Trecho do texto:
Para teles, faltam antenas. Para Anatel, muito mais

Inconformadas com a suspensão das vendas de novas linhas, as operadoras móveis reagiram à decisão da Anatel apontando para as 250 leis municipais que inviabilizam a instalação de estações radiobase e à lentidão com que o governo federal trata o tema. Mas, para a Anatel, uma Lei Geral das Antenas só combate uma parcela dos problemas identificados.

“Não dá para simplificar. A questão das antenas é apenas uma parte, não é o único nem o maior problema”, afirma Bruno Ramos, superintendente de Serviços Privados da Anatel – exatamente a área que analisou o desempenho das empresas e determinou a suspensão das vendas de TIM, Claro e Oi.

Ainda assim, o sindicato nacional das operadoras sustenta que “qualquer melhoria de qualidade e cobertura de sinais depende da instalação de antenas”. “Vivemos uma situação anacrônica. Exige-se investimentos, e muitos estão sendo feitos, mas diversas legislações impedem que empresas façam a implantação plena”, reclama o diretor executivo do Sinditelebrasil, Eduardo Levy.

“A medida drástica da Anatel cria uma crise e não ataca o problema. A Anatel, como órgão regulador, deveria reagir contra as leis municipais. Até porque o próprio governo está consciente do problema e trabalha em uma lei federal sobre a questão das antenas”, completa Levy.

Listagem apresentada:
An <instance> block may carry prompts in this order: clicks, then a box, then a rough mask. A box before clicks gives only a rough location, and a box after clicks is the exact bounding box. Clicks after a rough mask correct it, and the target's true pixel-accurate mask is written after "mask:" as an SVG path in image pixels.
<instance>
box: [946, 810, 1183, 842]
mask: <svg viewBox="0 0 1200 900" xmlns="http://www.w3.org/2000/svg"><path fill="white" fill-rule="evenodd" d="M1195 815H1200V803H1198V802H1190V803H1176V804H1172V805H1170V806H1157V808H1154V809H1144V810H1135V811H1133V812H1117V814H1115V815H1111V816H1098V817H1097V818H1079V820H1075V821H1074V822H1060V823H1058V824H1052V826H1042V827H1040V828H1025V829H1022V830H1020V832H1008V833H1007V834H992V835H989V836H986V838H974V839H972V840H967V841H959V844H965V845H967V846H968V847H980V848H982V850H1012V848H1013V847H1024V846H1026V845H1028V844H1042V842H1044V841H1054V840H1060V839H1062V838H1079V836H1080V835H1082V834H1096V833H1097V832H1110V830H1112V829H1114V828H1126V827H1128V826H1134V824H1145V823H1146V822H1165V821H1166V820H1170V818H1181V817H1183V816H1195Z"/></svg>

--

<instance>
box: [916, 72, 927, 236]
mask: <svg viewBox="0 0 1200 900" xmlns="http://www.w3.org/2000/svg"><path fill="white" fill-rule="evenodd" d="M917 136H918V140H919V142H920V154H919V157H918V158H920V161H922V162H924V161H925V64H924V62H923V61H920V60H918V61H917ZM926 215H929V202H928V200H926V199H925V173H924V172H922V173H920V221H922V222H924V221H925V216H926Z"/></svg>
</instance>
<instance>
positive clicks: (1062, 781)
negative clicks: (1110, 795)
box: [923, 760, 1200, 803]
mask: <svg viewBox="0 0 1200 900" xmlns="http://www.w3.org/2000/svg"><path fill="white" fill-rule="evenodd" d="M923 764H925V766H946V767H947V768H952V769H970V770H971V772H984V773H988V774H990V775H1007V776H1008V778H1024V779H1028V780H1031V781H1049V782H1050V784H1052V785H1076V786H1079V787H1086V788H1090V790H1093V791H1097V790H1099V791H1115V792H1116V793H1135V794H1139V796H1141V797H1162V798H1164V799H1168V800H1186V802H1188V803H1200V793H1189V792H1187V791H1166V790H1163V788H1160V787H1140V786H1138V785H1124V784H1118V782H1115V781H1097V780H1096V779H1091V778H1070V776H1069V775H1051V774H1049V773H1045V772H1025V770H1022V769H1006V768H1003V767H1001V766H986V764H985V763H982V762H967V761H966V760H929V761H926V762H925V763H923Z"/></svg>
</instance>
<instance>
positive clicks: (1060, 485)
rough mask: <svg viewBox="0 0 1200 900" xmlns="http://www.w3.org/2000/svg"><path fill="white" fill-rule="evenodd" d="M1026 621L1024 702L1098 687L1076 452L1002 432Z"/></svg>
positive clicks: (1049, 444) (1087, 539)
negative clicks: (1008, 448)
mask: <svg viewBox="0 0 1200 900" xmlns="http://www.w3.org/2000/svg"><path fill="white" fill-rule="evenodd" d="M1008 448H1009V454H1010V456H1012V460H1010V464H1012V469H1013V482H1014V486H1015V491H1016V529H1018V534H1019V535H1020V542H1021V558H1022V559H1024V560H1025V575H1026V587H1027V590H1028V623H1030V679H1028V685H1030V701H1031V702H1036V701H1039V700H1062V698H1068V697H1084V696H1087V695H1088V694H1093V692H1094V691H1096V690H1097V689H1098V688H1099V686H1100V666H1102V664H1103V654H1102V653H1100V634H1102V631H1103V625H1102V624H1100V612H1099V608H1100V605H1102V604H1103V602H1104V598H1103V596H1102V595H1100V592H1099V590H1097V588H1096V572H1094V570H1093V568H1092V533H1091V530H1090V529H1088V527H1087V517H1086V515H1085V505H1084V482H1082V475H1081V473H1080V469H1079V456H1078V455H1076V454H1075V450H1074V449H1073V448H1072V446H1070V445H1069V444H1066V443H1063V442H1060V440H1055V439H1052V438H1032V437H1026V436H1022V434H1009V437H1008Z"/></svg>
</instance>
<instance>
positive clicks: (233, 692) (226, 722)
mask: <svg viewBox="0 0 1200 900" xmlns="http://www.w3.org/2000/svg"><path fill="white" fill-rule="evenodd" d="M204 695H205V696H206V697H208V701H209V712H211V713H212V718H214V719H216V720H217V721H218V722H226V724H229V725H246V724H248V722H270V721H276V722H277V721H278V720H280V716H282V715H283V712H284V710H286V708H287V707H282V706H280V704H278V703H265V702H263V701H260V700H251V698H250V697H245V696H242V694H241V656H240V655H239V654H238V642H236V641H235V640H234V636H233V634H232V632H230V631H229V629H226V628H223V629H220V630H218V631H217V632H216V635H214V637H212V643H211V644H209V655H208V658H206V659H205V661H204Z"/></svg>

Requisitos do exercício:
(a) Traduza para o inglês esta frase do texto sobre as antenas e a Anatel: "Mas, para a Anatel, uma Lei Geral das Antenas só combate uma parcela dos problemas identificados."
(b) Dê seguimento ao texto sobre as antenas e a Anatel a partir da última frase apresentada.

Respostas numeradas:
(a) But, for Anatel, a General Antenna Law only addresses a portion of the problems identified.

(b)
É inegável a incompatibilidade das restrições impostas às ERBs com a demanda por serviços móveis, de voz ou dados. Algumas cidades exigem licenciamento ambiental para as torres, outras distâncias de 30 metros de qualquer habitação e há pelo menos um caso, Campinas-SP, em que 60% dos moradores que vivem a até 200 metros da antena devem concordar expressamente com a instalação.

Não surpreende que licenças levem, no mínimo, quatro meses para serem expedidas – e podem esperar mais de um ano. Mas é temerário centrar-se no argumento de que “qualquer melhoria” depende das antenas”. Elas têm relação mais direta com a cobertura. Daí uma cidade como Porto Alegre-RS, onde o Procon agiu primeiro para proibir novas linhas, ter regiões onde simplesmente não há serviço.

A Anatel percebeu, porém, outros tipos de problemas. Por exemplo, muitas falhas em chamadas de longa distância, questão associada à capacidade dos backbones, os grandes troncos de fios ou fibras. Ou, ainda, abusos na degradação do sinal, técnica usada para permitir que mais pessoas telefonem simultaneamente. E até a prática reiterada de desligar na cara dos clientes que ligam para call centers.

Sem pressa

Mesmo que problemas como esses não sejam solucionados com mais estações radiobase, tampouco justifica-se o passo de cágado com o qual o governo trata o assunto de uma legislação federal para as antenas. O secretario executivo do Ministério das Comunicações, Cezar Alvarez, debita o ritmo à “complexidade do tema, que depende de negociações e interpretações legais distintas”.

Alvarez conhece o assunto. Ele estava ao lado da então ministra-chefe da Casa Civil, Erenice Guerra, e do secretário de Logística e TI, depois presidente da Telebras, Rogério Santanna, na reunião em que o governo sinalizou para os presidentes das teles a disposição de trabalhar em uma lei que estabelecesse limites aos municípios nessa questão. Era 7 de maio de 2010.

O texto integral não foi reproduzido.